> PASSAGE
────────────────────

Python SDK

PyPI Package

Python Support

Installation

Install the package using pip:

pip install scrapegraph-py

Features

AI-Powered Extraction: Advanced web scraping using artificial intelligence
Flexible Clients: Both synchronous and asynchronous support
Type Safety: Structured output with Pydantic schemas
Production Ready: Detailed logging and automatic retries
Developer Friendly: Comprehensive error handling

Quick Start

Initialize the client with your API key:

from scrapegraph_py import Client

client = Client(api_key="your-api-key-here")

You can also set the SGAI_API_KEY environment variable and initialize the client without parameters: client = Client()

Services

SmartScraper

Extract specific information from any webpage using AI:

response = client.smartscraper(
    website_url="https://example.com",
    user_prompt="Extract the main heading and description"
)

Basic Schema Example

Define a simple schema for basic data extraction:

from pydantic import BaseModel, Field

class ArticleData(BaseModel):
    title: str = Field(description="The article title")
    author: str = Field(description="The author's name")
    publish_date: str = Field(description="Article publication date")
    content: str = Field(description="Main article content")
    category: str = Field(description="Article category")

response = client.smartscraper(
    website_url="https://example.com/blog/article",
    user_prompt="Extract the article information",
    output_schema=ArticleData
)

print(f"Title: {response.title}")
print(f"Author: {response.author}")
print(f"Published: {response.publish_date}")

Advanced Schema Example

Define a complex schema for nested data structures:

from typing import List
from pydantic import BaseModel, Field

class Employee(BaseModel):
    name: str = Field(description="Employee's full name")

────────────────────

> TO-DO LIST
#1 Do these statements agree with the Python SDK page? Answer yes or no for each, quoting the deciding words. (a) The package is installed with pip. (b) The client can only be initialized by passing an API key as a parameter. (c) The clients support only synchronous use.
#2 On the Python SDK page, which fields does the ArticleData schema define?
#3 According to the Python SDK page, which environment variable lets you initialize the client without parameters?

────────────────────

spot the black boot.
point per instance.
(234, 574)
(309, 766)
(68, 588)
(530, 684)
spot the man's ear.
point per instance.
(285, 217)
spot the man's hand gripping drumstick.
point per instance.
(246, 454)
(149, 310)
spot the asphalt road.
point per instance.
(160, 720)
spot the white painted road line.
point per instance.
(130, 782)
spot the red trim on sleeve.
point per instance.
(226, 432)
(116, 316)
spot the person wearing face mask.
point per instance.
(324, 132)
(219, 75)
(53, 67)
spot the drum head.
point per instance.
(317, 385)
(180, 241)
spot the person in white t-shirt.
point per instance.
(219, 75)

────────────────────

> ANSWERS FOR THIS EXERCISE
#1
(a) Yes: "pip install scrapegraph-py"
(b) No: "You can also set the SGAI_API_KEY environment variable and initialize the client without parameters"
(c) No: "Both synchronous and asynchronous support"

#2 title, author, publish_date, content, category

#3 SGAI_API_KEY